── Source extract
On Mon, Mar 25, 2024 at 10:46:09PM +0800, Chuyi Zhou wrote:
> In our production environment, we have observed several cases of hung tasks
> blocked on the cgroup_mutex. The underlying cause is that when user modify
> the cpuset.mems, memory migration operations are performed in the
> work_queue. However, the duration of these operations depends on the memory
> size of workloads and can consume a significant amount of time.
> 
> In the __cgroup_procs_write operation, there is a flush_workqueue operation
> that waits for the migration to complete while holding the cgroup_mutex.
> As a result, most cgroup-related operations have the potential to
> experience blocking.
> 
> We have noticed the commit "cgroup/cpuset: Enable memory migration for
> cpuset v2"[1]. This commit enforces memory migration when modifying the
> cpuset. Furthermore, in cgroup v2, there is no option available for
> users to disable CS_MEMORY_MIGRATE.
> 
> In our scenario, we do need to perform memory migration when cpuset.mems
> changes, while ensuring that other tasks are not blocked on cgroup_mutex
> for an extended period of time.
> 
> One feasible approach is to revert the commit "cgroup/cpuset: Enable memory
> migration for cpuset v2"[1]. This way, modifying cpuset.mems will not
> trigger memory migration, and we can manually perform memory migration
> using migrate_pages()/move_pages() syscalls.
> 
> Another solution is to use a lazy approach for memory migration[2]. In
> this way we only walk through all the pages and sets pages to protnone,
> and numa faults triggered by later touch will handle the movement. That
> would significantly reduce the time spent in cpuset_migrate_mm_workfn.
> But MPOL_MF_LAZY was disabled by commit 2cafb582173f ("mempolicy: remove
> confusing MPOL_MF_LAZY dead code")

One approach we can take is pushing the cpuset_migrate_mm_wq flushing to
task_work so that it happens after cpuset mutex is dropped. That way we
maintain the operation synchronicity for the issuer while avoiding bothering
anyone else.

Can you see whether the following patch fixes the issue for you? Thanks.

diff --git a/kernel/cgroup/cpuset.c b/kernel/cgroup/cpuset.c
index ba36c073304a..8a8bd3f157ab 100644
--- a/kernel/cgroup/cpuset.c
+++ b/kernel/cgroup/cpuset.c
@@ -42,6 +42,7 @@
 #include <linux/spinlock.h>
 #include <linux/oom.h>
 #include <linux/sched/isolation.h>
+#include <linux/task_work.h>
 #include <linux/cgroup.h>
 #include <linux/wait.h>
 #include <linux/workqueue.h>
@@ -2696,6 +2697,26 @@ static void cpuset_migrate_mm_workfn(struct work_struct *work)
────
── Data lines
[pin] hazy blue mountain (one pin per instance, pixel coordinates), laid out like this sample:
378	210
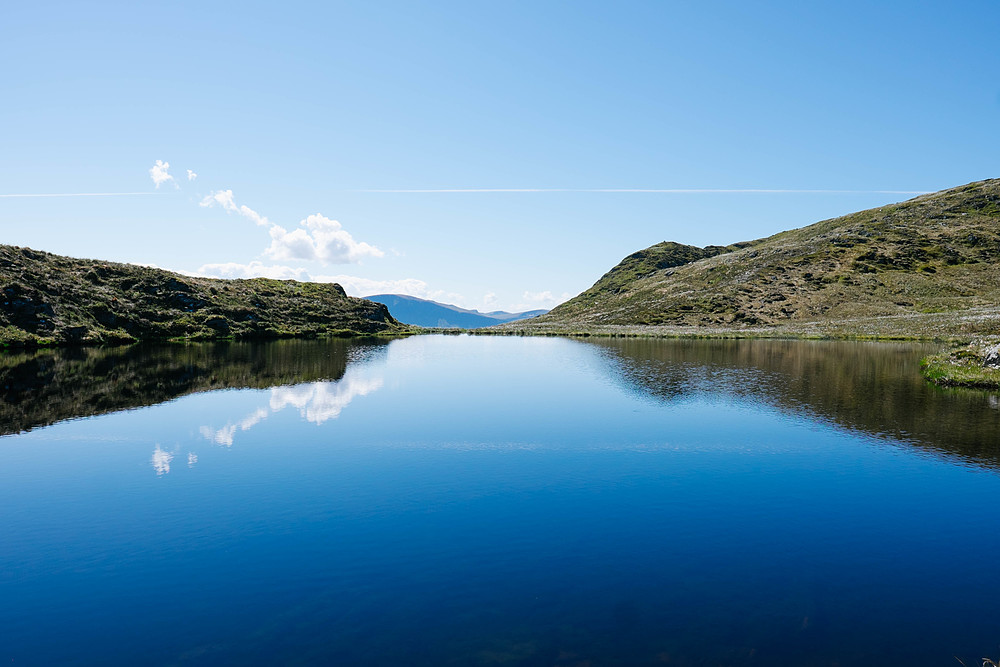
────
▶ **Problem details**
Copy the part of the cpuset thread from "On Mon, Mar" up to and including "holding the cgroup_mutex.". The lines have no connection to the cpuset thread.

▶ **The output**
On Mon, Mar 25, 2024 at 10:46:09PM +0800, Chuyi Zhou wrote:
> In our production environment, we have observed several cases of hung tasks
> blocked on the cgroup_mutex. The underlying cause is that when user modify
> the cpuset.mems, memory migration operations are performed in the
> work_queue. However, the duration of these operations depends on the memory
> size of workloads and can consume a significant amount of time.
> 
> In the __cgroup_procs_write operation, there is a flush_workqueue operation
> that waits for the migration to complete while holding the cgroup_mutex.